Work task: Please list all lines of the material below in which the string "turtleneck" occurs.

Input data:

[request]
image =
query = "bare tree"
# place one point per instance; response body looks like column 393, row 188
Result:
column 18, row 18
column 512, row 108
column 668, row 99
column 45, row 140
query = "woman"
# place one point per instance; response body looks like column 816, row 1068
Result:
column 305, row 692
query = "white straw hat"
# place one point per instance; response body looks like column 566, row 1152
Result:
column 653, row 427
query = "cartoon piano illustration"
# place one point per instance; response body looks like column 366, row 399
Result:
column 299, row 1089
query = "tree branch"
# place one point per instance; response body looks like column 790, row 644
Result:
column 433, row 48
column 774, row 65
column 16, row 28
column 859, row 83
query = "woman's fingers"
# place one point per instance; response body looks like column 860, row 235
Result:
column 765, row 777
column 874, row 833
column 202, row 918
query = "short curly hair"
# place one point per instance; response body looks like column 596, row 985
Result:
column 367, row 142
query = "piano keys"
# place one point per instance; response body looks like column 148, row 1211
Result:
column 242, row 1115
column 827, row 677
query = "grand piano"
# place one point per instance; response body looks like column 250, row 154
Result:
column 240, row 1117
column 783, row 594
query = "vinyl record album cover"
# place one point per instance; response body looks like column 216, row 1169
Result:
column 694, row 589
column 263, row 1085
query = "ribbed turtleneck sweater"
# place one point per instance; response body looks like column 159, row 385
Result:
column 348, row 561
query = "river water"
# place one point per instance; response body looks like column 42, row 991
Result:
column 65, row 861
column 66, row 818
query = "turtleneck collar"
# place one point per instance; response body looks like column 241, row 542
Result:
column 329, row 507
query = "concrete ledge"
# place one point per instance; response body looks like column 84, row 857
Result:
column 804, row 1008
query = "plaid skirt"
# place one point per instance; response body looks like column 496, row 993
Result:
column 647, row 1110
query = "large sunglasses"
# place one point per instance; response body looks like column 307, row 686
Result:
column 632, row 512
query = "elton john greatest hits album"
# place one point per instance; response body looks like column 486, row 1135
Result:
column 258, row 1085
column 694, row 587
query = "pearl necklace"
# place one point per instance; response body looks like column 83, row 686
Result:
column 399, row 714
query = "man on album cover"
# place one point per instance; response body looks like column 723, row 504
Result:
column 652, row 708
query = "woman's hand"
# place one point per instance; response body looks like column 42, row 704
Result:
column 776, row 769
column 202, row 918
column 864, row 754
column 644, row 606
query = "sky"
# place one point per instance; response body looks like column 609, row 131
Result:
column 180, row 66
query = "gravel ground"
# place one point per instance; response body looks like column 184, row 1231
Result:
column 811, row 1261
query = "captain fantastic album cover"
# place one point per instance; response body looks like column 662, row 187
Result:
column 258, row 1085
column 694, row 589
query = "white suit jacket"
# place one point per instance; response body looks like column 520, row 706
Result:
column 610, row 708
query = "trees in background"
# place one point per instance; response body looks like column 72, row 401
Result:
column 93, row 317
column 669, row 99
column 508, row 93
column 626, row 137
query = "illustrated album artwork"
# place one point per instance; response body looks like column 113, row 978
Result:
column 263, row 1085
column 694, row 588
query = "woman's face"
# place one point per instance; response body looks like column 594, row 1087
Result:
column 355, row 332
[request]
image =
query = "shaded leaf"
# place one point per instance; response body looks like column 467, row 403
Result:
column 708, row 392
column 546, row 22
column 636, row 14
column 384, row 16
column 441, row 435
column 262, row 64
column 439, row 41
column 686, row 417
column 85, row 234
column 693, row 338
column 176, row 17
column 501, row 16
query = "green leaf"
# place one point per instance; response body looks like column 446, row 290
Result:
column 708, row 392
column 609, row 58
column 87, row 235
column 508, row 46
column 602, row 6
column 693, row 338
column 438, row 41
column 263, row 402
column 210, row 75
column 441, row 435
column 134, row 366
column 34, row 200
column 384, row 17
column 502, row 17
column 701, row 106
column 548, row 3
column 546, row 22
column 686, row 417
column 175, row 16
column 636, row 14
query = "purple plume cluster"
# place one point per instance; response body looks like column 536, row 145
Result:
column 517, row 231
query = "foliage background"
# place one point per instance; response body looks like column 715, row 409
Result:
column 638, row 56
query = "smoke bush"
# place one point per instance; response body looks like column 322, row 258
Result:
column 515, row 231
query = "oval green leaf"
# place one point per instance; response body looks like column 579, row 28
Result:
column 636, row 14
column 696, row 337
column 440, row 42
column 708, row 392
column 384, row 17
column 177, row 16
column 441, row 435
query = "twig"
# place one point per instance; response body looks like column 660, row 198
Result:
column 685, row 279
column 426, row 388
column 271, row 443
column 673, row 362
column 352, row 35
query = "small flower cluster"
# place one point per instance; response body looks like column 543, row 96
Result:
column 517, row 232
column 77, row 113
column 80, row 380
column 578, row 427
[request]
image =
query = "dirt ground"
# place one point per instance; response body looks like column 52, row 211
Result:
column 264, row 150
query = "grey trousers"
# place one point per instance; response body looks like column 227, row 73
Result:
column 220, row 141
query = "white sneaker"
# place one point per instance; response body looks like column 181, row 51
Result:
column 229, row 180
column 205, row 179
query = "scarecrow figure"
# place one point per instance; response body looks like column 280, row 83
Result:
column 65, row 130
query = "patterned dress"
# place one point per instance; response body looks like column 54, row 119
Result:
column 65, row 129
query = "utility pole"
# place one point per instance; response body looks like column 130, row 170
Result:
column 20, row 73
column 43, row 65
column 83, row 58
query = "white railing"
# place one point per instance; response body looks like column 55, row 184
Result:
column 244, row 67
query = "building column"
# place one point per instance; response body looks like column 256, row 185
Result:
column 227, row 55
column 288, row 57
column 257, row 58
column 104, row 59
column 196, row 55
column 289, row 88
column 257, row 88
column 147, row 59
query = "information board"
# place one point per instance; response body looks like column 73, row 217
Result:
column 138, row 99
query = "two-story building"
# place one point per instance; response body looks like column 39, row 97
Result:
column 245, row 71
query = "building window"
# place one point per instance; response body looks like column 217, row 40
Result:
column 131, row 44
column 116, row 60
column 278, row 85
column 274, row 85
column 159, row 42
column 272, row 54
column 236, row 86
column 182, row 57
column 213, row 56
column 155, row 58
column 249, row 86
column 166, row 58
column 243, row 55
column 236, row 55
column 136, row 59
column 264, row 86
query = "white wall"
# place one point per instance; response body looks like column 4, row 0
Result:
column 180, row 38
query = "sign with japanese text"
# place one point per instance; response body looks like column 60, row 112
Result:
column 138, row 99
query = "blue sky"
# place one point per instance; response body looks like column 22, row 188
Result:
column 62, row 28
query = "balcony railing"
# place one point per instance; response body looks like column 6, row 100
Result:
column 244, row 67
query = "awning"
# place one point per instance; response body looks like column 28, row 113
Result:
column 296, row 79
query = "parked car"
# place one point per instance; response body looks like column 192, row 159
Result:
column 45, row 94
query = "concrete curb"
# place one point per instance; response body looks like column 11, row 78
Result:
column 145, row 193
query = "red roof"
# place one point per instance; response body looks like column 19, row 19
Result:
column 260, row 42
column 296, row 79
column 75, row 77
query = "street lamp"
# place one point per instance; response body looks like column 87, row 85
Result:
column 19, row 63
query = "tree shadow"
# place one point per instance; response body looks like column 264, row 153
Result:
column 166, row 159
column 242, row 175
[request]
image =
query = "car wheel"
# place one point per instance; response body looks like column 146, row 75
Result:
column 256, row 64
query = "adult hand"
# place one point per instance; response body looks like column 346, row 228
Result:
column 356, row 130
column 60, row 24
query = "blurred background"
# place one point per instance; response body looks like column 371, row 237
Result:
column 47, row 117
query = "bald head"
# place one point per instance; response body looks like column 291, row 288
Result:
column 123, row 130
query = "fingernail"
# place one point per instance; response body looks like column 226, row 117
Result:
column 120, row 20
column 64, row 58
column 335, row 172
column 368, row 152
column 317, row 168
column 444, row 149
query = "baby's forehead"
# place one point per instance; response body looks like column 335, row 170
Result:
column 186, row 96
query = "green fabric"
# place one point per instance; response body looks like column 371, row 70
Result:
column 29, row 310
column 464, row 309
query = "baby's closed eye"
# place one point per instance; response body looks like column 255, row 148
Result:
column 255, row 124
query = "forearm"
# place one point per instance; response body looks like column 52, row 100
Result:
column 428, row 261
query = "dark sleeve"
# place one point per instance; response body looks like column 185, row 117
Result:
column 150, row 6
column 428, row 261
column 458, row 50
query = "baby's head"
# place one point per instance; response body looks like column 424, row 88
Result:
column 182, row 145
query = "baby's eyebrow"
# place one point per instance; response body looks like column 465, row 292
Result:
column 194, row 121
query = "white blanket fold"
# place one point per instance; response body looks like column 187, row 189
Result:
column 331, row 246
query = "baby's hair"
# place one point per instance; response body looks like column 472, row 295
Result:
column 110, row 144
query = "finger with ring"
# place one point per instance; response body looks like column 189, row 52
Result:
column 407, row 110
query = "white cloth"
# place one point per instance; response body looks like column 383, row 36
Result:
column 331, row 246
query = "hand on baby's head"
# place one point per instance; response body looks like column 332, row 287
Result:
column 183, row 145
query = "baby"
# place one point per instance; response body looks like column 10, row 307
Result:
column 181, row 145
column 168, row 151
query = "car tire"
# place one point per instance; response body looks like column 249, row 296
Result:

Written reply:
query = "ribbed turtleneck sweater"
query = "turtleneck collar"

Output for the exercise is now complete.